_Source extract:_
== == ==

I watch it maybe one or twice a week when I'm really bored and need to waste time but I seem to find it too male orientated.women should enjoy it too :wink:


----------



## joyrjw (Aug 1, 2010)

I like to look at porn.
I used to read the romance and erotic novels,but they got boring after awhile.
So, now I prefer to watch video's and the internet.


----------



## Nitou (Feb 3, 2010)

I like porn sometimes, but it can get boring quick. It would be better if more women were directing it.


----------



## pinkrasputin (Apr 13, 2009)

SlowPoke68 said:


> I never thought women could envoy the visuals until my mother--of all people--told me she had gotten a cheater box for cable that allowed her to see the Spice channel and all of that. Seemed her only complaint was the phoniness of most of it and how it wasn't nearly hard enough. No moneyshots, for instance. As a 25 year old (at the time) I was pretty mortified.
> 
> I think the porn women write and create tends to be a lot more real and a lot more hardcore than what guys can usually think up on their own.*One specific manga artist comes to mind. Holy shit.*


What is this? Share share!

I think Japanese cartoon porn is weird. The girls are always crying when they have sex. What's that about. (I think I know).


----------



## Rayne (Apr 28, 2010)

Most porn really doesn't do anything for me to be honest.
It's just two people screwing, there's nothing really hot about it.
Sometimes they don't even kiss. What the fuck man.

(I realise I'm not a woman)


----------



## pinkrasputin (Apr 13, 2009)

Rayne said:


> Most porn really doesn't do anything for me to be honest.
> It's just two people screwing, there's nothing really hot about it.
> Sometimes they don't even kiss. What the fuck man.


Then you are totally not googling correctly. You need search something like "(Insert Your Fetish Here) Kiss", and you'll find the kissing ones.

== == ==

_Exercise instructions:_ In the forum thread, what does Nitou say would make it better?

_Dataset rows:_
== == ==

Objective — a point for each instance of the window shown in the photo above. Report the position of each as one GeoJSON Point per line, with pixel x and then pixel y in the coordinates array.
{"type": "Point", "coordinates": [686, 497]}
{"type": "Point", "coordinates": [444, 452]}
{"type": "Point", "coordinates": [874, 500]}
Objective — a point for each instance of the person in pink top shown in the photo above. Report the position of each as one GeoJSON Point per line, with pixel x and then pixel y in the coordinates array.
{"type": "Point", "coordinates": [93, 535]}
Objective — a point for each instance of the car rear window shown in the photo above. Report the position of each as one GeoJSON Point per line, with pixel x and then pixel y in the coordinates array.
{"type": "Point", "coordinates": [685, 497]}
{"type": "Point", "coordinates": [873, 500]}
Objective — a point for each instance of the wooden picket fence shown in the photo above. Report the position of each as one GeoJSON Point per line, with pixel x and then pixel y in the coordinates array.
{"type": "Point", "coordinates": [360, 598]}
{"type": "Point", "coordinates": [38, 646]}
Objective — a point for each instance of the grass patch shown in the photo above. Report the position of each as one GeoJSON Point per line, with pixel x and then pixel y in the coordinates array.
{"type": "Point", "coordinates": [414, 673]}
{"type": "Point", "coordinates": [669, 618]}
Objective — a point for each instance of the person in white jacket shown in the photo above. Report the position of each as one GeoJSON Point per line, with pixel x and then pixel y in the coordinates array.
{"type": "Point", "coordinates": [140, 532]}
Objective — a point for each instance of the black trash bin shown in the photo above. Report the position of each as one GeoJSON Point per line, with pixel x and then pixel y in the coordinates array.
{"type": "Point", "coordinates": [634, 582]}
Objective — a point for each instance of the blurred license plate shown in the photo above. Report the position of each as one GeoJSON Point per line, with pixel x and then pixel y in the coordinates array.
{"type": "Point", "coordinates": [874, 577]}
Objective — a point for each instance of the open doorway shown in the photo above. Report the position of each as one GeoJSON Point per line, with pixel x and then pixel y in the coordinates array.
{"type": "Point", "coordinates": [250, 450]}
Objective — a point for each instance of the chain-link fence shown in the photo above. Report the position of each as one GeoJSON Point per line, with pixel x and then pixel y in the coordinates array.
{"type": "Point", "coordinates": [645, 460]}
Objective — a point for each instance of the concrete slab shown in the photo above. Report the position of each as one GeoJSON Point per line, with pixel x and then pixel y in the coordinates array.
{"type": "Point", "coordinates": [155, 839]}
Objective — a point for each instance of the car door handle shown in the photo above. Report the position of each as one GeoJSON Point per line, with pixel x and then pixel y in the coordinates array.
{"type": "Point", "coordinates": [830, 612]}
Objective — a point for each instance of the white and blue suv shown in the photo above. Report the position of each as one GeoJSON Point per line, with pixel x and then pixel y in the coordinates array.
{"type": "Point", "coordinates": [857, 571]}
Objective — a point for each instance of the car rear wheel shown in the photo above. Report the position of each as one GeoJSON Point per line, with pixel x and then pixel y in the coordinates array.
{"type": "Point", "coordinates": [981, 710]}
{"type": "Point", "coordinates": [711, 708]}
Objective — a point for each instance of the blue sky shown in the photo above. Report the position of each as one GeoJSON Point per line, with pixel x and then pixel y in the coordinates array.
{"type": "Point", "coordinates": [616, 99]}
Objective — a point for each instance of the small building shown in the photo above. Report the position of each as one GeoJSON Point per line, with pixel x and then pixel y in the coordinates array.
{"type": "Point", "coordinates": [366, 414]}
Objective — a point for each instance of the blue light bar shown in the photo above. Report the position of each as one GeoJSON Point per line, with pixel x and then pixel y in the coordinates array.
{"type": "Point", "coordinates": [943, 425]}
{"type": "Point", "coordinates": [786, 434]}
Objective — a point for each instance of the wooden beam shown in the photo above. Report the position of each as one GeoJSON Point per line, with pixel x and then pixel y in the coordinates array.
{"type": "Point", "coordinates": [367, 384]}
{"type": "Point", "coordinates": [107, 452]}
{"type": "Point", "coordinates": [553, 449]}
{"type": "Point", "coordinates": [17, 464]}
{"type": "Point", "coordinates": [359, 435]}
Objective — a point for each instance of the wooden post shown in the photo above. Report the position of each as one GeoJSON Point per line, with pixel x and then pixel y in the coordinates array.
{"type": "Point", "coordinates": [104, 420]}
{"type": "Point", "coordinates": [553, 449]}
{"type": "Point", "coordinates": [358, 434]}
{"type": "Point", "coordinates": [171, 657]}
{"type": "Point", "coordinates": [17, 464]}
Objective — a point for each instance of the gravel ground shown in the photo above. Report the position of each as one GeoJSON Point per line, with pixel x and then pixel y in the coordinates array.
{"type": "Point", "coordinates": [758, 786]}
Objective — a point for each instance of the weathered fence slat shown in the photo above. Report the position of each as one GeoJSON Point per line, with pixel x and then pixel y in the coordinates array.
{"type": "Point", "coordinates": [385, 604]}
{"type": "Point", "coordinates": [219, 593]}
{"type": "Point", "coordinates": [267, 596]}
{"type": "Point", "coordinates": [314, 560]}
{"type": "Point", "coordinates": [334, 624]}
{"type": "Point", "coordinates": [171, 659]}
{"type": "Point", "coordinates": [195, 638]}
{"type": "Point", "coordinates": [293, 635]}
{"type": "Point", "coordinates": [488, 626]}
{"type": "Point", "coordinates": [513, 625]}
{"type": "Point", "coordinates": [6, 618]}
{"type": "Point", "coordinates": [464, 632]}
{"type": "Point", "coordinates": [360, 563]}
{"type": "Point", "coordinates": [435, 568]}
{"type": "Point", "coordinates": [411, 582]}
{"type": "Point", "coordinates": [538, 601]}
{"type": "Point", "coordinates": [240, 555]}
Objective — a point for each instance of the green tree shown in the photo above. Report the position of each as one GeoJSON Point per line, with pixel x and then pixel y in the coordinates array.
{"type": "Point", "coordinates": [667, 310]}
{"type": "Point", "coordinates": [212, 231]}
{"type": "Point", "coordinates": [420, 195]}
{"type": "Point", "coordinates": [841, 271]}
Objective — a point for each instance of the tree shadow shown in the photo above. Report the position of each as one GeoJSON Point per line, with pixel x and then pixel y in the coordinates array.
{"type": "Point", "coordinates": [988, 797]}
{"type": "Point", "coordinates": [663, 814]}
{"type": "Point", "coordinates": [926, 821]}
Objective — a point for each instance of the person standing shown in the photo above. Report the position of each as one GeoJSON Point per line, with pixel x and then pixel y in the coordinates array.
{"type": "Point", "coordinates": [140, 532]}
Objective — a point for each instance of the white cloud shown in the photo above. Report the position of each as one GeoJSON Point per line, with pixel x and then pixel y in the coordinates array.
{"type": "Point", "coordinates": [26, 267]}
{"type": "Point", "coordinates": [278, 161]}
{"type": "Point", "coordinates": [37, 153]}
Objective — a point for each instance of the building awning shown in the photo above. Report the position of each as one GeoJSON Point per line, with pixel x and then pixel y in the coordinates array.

== == ==

_Response to this task:_ More women directing it.